** begin Extract provided **
PAIGE: Hey Thelma, thank you so much for having me on your show. Umm like Thelma mentioned, my name is Paige and I am a Jamaican. I’ve been living in the US for quite some time now. I’m a student at American University and I study International Affairs Policy and Analysis and among my interests are culture and folktales and music and how all those things intersect in modern societies.
THELMA EKEOCHA: Thank you. So we are talking about a specific African…uhh.. folktale. So I just you know….can you let our listeners know why you are interested in folktales in general, especially African and West Indian folktales?
PAIGE: I think my interest in folktales comes first of all from my interest in culture. A lot of Jamaican folktales are some of the only things that we have left from African culture given that people were stolen and enslaved. Umm a lot of those folktales were passed down orally from the descendants of formerly enslaved people and it’s a way of really holding on to a culture that can be lost.
THELMA EKEOCHA: Right. Yeah, these stories are…. you know… have been passed down from our ancestors. These stories have been passed down through oral tradition over generations. And I think we can both agree that these stories are often told to children, right, as a way to pass down norms and values….umm to teach about different aspects of our culture.
THELMA EKEOCHA: Umm so with this particular that we have heard, what would you say is the main value being taught with this story?
PAIGE: I think that …umm… you’re absolutely correct about it being you know lessons for children and young people. And I think for this one I’d say that in addition to you know like just not stealing in general, it would be just a larger story about greed, right?. So we heard about…umm… you know the renaming of himself to collect more goods from his in-laws’ homes and you know then going home with his bride then going back to steal from his in-laws’ house. Just really not being satisfied with what he’s already stolen and just keeps stealing more. I think it’s a larger commentary about… you know what befalls people, and greed.
THELMA EKEOCHA: Right and it’s interesting because the tortoise makes a lot of appearances in a lot of West African folktales, especially in a lot of Igbo folktales. So the Igbo people, the Igbo tribe, are one of the three main tribes in modern-day Nigeria. And I am an Igbo person. So, I grew up listening to a lot of stories that have the tortoise as the main character. And so he’s often portrayed as this umm wise yet greedy, cunning animal. And so it’s interesting to see how you see those two elements of him being a wise person to him choosing to be renamed as “all of you”…you know that’s a clever way to get more food at the wedding ceremony. And, also to see you know the idea of good and bad traits being portrayed in the same character. What would you like to say about that?
PAIGE: Yeah, I think you’re absolutely right and I think these are just largely stories that you know essentially warned against using… you know… using smarts and using wisdom for evil because then it becomes you know cunning and trickery because that you know that was a really smart move but it wasn’t used for good; it was used for deception and thievery. So I think it just speaks back to the larger element of the story being used as lessons and moral lessons for young people.
** end Extract provided **
* **Tasks and exercises**:
a - Using the interview on folktales, explain in one to three sentences why Paige says her interest in folktales grows out of her interest in culture.
b - Carry the interview on folktales forward from its final exchange.
** begin Entries provided **
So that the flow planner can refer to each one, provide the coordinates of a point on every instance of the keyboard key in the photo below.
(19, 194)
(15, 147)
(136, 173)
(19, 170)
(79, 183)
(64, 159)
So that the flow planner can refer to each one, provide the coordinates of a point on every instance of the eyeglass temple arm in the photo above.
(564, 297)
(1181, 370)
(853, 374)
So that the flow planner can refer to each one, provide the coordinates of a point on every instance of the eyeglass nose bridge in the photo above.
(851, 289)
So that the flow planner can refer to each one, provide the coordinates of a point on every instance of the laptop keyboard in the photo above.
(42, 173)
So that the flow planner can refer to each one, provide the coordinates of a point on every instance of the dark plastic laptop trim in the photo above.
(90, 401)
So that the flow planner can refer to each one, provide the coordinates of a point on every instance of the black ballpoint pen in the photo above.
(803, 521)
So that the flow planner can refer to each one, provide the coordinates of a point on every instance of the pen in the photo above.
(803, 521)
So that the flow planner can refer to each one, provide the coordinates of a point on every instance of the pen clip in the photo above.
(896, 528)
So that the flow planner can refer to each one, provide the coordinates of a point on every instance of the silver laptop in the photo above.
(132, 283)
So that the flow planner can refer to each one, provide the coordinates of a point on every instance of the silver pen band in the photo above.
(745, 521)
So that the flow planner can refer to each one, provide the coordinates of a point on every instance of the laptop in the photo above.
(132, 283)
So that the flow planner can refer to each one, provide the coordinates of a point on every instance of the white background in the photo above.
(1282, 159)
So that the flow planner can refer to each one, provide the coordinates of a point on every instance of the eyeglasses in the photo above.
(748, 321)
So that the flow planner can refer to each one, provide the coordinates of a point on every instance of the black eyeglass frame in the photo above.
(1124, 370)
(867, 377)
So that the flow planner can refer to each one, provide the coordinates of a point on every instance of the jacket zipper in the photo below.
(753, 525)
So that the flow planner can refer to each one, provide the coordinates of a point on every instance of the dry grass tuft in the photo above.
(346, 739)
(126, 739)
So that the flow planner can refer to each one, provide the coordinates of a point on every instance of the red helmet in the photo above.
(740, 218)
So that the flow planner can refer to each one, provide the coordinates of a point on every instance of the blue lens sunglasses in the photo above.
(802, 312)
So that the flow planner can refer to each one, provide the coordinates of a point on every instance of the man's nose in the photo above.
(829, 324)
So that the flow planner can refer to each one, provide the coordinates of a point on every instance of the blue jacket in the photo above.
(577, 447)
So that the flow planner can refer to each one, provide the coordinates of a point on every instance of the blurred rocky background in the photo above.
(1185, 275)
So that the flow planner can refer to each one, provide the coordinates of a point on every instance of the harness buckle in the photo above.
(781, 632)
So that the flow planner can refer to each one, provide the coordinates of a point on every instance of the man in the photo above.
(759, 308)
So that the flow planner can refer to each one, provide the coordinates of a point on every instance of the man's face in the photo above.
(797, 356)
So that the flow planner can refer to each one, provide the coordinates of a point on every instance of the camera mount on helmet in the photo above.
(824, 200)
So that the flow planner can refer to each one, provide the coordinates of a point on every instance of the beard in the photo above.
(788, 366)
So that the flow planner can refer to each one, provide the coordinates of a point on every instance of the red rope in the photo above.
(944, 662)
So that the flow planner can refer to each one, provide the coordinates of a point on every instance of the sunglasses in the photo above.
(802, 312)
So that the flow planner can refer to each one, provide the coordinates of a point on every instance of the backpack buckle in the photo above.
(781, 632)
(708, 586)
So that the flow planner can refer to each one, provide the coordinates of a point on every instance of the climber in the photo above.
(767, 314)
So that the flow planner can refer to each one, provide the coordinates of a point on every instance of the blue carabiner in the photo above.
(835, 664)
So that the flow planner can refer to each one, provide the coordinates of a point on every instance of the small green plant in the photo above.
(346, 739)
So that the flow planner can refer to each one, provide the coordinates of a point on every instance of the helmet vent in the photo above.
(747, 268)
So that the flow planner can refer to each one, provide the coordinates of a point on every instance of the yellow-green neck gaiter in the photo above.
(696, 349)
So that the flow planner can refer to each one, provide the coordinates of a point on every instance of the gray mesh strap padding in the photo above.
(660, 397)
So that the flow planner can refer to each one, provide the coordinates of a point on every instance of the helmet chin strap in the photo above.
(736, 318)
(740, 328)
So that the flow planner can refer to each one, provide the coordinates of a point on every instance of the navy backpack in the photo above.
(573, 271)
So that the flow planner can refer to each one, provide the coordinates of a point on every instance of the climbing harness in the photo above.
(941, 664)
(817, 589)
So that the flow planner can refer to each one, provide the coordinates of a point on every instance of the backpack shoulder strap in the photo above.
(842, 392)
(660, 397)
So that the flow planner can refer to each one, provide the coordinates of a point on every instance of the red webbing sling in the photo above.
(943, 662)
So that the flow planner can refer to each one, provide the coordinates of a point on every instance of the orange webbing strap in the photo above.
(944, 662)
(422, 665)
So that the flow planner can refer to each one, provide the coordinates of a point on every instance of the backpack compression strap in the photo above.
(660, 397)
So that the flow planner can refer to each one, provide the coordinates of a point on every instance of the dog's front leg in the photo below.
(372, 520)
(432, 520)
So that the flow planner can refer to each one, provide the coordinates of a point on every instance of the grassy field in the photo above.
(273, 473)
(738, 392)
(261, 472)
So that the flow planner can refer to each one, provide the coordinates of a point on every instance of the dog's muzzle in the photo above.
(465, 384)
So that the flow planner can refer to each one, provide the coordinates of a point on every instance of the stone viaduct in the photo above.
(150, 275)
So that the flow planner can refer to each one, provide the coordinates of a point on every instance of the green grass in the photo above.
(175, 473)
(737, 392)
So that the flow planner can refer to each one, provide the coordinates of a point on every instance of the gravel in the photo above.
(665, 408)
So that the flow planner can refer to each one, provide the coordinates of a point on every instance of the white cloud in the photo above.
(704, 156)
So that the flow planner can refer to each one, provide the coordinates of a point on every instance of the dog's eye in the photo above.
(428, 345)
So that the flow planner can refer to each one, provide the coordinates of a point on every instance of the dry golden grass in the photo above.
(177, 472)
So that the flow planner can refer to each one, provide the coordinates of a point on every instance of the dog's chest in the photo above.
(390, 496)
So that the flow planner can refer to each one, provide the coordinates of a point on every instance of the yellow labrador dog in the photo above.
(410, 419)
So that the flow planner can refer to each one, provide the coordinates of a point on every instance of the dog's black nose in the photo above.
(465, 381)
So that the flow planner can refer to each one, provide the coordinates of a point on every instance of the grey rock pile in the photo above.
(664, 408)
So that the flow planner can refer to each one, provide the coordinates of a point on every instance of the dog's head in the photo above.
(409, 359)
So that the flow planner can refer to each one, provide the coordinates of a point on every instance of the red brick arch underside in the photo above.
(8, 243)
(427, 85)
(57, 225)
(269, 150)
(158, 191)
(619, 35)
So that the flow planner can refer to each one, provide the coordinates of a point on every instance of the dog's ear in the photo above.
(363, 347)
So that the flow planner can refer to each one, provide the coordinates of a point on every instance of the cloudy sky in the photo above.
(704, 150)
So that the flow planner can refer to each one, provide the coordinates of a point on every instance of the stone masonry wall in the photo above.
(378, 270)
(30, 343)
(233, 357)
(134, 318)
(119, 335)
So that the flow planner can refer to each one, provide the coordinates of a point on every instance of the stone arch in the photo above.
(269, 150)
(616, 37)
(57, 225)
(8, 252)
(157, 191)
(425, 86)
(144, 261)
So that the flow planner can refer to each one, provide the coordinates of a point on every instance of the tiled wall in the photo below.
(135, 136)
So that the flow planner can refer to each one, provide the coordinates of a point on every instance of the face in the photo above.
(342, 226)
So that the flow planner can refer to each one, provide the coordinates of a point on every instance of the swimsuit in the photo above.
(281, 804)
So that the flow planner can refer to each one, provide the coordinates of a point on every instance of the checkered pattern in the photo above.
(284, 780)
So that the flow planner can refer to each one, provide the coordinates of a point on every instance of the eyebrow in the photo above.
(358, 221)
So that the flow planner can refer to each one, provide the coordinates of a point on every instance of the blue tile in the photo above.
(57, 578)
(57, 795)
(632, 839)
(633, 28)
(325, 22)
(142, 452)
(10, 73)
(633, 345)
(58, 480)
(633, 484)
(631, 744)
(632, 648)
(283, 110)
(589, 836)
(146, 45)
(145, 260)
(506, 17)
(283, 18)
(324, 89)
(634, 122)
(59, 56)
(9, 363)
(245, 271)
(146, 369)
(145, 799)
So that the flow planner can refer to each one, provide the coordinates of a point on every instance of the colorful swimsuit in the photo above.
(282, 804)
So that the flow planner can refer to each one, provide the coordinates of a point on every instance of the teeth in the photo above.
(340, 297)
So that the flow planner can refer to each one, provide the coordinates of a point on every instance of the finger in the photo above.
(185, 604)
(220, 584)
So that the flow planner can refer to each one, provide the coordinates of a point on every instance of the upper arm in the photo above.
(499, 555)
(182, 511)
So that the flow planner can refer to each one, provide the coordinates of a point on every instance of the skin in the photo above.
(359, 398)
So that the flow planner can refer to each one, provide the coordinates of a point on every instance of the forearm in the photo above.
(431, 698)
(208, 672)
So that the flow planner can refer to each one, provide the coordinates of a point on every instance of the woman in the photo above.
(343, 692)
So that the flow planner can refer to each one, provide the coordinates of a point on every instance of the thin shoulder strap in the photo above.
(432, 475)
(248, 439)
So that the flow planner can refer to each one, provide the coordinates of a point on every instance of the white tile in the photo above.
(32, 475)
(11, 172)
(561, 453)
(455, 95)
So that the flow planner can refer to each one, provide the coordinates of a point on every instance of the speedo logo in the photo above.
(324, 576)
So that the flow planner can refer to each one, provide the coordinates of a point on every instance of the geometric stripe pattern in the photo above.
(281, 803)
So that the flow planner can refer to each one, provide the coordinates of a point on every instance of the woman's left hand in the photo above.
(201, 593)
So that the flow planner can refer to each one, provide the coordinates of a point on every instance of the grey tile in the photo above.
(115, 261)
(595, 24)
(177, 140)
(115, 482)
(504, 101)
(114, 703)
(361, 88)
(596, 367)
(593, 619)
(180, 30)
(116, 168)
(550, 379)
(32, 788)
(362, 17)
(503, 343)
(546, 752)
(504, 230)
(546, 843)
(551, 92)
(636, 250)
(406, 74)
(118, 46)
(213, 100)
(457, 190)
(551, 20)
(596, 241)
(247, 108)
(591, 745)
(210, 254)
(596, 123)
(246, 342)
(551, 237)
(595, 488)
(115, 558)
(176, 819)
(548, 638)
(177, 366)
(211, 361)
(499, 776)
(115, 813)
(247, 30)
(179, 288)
** end Entries provided **
* **Solved problems**:
a - Many Jamaican folktales are among the only pieces of African culture still remaining, because people were stolen and enslaved. The descendants of formerly enslaved people passed these tales down orally, which makes them a way of holding on to a culture that could otherwise be lost.

b -
THELMA EKEOCHA: Right! So I want us to touch on a little bit more about some of the main parts of this story; some of the main elements in this story…umm.. that we also see in many African or West Indian folktales. So food is always an important cultural element, a factor of our stories. So in this story, you have some of the main foods that you find in Igbo culture. So you heard about yams and these are African yams, not the sweet potatoes that you see here in the US. Umm you have kola nuts. So, I just want to ask, do you….are there staple foods in Jamaica that you see often make appearances in Jamaica or West Indian folktales?
PAIGE: Yes, I mean similarly there’s a story about Anansi which is a Jamaican folk character, a cunning spider. He occurs not only in Jamaican folktales but in Ghanian folktales as well. There’s a story about Anansi and a yam hill. There are multiple stories about bananas and sugarcane, and mainly crops that are found on these islands.
THELMA EKEOCHA: Right! Yeah and a lot of these foods…you know I think we always talk about foods…these are umm foods that may have different names but often are in the same family.
THELMA EKEOCHA: Anyway another element I wanted us to touch on is… you kind of alluded to this earlier but is this realism element, right? So in a lot of these folktales, we see animals and humans talking to each other and understanding each other. Or in other stories you see humans and spirits… you know umm… talking to each other. They may live in their own worlds but there is… umm… interaction and it’s normal. So you have this mixture of the natural and the supernatural worlds coming together and these are umm… you know… this goes back to how all of our cultures celebrate the connection of the natural world to the supernatural world. We often think about our ancestors, we… umm pray to our ancestors, we… umm you know…when you attend ceremonies, we may first… you know have a moment of silence for our ancestors. So I just wanted to…do you have anything to add to this element of realism that is often found in African folktales?
PAIGE: No, yeah I think you’re absolutely right! I think these stories are told in the space where these two worlds collide; umm the spiritual world and the natural world, and I think that it speaks to the larger tradition of… you know mythicism in both African cultures specific to Nigeria and West Indian culture, specific to Jamaica as well.
THELMA EKEOCHA: Right! And in umm… speaking more about… you know how these stories are set up, we do have umm… at least within the Igbo culture we do have, almost kind of a format. These stories follow a specific format where the storyteller would begin… uhh… the story by first setting the scene. This can be done by umm… you know like the common phrase you hear is
“E nwerem akuko nga akoro unu” which translates to “I have a story to tell you.”
And then the audience responds by saying…
“koro anyi ka obi di anyi nma” which translates to “tell us that our hearts may be gladdened.”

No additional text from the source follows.